EXTRACT:

Stochastic Gradient Descent l That is a simple yet very efficient approach to discriminative learning of linear classifiers under convex loss function such as(linear) Support Vector Machine and Logistic Regression.

1 Introdution

The advantages of Stochastic Gradient Desent are:

Efficiency
Ease of implementation

The disadvantages of SGD

SGD requiress a number of hyperparamters such as the regularization and the number of iterations
SGD is senstive to feature scaling

2 Classification



In [10]:

    
from sklearn.linear_model import SGDClassifier
X = [[0, 0], [1, 1]]
y = [0, 1]
clf = SGDClassifier(loss='hinge', penalty='l2')
clf.fit(X, y)









    Out[10]:





SGDClassifier(alpha=0.0001, average=False, class_weight=None, epsilon=0.1,
       eta0=0.0, fit_intercept=True, l1_ratio=0.15,
       learning_rate='optimal', loss='hinge', n_iter=5, n_jobs=1,
       penalty='l2', power_t=0.5, random_state=None, shuffle=True,
       verbose=0, warm_start=False)



In [2]:

    
clf.predict([[2., 2.]])









    Out[2]:





array([1])



In [3]:

    
clf.coef_









    Out[3]:





array([[ 9.91080278,  9.91080278]])



In [4]:

    
#To get the signed distance to the hyperplane
clf.decision_function([[2., 2.]])









    Out[4]:





array([ 29.67316119])

The concrete loss function can be set via the loss paramters,

loss = 'hinge': soft-margin linear Support Vector Machine
loss = 'modified_huber': smooth hinge loss
loss = 'log' : logistic regression

Using loss = 'log' or loss='modified_huber' enables the predict_proba method, which gives a vector of probabilty estimates $P(y \rvert x) $per sample x:



In [8]:

    
clf = SGDClassifier(loss='log').fit(X, y)
clf.predict_proba([[1., 1.]])

WHAT IS ASKED:
1) Duplicate the SGD notes from "2 Classification" to "clf.fit(X, y)".
2) Answer from the SGD notes:
(a) Which loss setting gives a soft-margin linear Support Vector Machine?
(b) What output does clf.predict([[2., 2.]]) return?
(c) Besides needing several hyperparameters, what disadvantage of SGD is listed?
These rows have no connection to the SGD notes.

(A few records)
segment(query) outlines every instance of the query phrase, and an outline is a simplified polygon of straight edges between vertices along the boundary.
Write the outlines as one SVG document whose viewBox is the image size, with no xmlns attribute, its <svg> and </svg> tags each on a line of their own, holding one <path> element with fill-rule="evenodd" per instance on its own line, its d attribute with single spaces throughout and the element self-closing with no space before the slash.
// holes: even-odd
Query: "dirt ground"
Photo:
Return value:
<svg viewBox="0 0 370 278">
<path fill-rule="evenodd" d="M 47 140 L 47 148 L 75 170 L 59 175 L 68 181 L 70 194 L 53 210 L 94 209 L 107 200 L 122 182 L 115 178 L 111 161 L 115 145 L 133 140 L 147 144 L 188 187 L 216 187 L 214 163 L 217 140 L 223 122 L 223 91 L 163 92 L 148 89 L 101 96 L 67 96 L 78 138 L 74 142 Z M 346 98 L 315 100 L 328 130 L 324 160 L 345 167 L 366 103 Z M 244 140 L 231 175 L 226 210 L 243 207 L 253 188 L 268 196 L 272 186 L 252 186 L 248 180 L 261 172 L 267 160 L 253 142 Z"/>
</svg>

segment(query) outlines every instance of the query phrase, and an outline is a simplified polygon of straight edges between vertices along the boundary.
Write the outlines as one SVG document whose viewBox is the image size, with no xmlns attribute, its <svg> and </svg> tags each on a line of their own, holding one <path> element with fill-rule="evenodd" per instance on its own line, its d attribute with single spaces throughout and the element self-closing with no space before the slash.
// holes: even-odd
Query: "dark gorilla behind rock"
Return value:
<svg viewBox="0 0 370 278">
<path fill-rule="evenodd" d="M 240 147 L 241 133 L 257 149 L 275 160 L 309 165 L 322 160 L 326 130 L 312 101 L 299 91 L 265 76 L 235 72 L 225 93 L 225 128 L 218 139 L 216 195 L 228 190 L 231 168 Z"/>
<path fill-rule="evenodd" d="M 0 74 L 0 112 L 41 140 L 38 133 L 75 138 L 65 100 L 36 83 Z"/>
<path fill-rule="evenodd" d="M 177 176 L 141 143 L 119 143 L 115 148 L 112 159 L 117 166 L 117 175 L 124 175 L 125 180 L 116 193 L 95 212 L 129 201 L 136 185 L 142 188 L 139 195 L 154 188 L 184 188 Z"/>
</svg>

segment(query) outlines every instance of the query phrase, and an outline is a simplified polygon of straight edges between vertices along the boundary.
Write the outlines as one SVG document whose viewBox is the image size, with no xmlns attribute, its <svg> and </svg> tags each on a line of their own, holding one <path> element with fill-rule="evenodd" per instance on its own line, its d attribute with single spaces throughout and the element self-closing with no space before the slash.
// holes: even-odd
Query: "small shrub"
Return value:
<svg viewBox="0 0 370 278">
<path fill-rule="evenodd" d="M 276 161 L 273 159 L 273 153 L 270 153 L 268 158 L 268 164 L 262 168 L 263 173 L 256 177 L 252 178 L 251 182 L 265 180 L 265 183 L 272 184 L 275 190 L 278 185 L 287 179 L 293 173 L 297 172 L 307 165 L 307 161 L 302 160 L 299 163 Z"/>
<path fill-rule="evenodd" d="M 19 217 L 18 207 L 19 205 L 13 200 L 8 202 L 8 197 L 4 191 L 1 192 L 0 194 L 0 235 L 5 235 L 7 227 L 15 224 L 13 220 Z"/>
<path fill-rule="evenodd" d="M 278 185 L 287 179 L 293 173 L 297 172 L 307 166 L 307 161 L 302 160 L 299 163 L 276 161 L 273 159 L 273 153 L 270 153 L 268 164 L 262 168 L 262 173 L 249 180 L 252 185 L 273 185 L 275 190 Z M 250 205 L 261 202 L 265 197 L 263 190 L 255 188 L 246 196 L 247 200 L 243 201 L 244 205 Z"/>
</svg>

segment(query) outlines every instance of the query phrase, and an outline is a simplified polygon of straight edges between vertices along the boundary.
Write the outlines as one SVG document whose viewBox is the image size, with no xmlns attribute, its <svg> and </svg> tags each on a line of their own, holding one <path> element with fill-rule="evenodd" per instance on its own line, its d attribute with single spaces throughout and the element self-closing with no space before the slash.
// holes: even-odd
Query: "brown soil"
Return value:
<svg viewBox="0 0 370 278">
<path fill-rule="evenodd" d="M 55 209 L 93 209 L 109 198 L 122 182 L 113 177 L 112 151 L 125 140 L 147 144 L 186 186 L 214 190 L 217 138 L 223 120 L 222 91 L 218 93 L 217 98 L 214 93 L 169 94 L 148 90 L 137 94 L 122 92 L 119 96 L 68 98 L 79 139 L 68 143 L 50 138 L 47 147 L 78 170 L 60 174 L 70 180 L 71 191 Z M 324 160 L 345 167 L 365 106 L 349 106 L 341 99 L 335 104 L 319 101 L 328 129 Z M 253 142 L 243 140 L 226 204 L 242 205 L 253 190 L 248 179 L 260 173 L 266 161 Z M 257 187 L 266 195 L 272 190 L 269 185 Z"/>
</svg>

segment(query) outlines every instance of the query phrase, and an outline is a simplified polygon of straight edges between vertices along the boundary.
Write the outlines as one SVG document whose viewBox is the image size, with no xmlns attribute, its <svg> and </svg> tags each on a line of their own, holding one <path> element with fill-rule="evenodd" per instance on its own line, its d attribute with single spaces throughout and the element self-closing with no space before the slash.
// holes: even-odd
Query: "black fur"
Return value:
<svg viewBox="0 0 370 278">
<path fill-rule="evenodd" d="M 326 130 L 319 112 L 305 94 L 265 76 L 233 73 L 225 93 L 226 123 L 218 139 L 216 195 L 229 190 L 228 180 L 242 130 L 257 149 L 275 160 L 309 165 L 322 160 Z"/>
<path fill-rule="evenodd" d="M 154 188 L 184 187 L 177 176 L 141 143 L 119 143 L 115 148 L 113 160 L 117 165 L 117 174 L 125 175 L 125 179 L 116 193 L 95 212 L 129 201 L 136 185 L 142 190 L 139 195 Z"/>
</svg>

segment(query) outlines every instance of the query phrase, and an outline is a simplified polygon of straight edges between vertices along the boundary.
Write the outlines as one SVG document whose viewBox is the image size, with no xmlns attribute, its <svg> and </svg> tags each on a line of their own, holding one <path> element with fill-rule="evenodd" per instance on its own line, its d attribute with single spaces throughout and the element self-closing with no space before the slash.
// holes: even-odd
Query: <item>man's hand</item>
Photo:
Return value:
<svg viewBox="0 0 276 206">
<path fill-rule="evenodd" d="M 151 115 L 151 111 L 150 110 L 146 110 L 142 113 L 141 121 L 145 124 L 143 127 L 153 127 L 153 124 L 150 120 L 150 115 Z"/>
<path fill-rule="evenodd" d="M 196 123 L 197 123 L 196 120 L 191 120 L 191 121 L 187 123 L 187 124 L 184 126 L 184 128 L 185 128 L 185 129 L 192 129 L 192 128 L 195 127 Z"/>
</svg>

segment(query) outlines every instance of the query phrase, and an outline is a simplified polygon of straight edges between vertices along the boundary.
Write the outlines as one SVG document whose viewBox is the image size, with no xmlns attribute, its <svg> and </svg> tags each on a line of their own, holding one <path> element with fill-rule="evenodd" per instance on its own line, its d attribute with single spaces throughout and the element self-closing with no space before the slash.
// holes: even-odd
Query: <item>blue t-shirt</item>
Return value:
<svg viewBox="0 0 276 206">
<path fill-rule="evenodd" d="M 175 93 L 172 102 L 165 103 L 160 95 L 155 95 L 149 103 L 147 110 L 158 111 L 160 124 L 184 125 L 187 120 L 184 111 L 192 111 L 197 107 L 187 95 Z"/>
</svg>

ANSWER SET:
1)
2 Classification



In [10]:

    
from sklearn.linear_model import SGDClassifier
X = [[0, 0], [1, 1]]
y = [0, 1]
clf = SGDClassifier(loss='hinge', penalty='l2')
clf.fit(X, y)

2)
(a) loss = 'hinge'
(b) array([1])
(c) SGD is sensitive to feature scaling.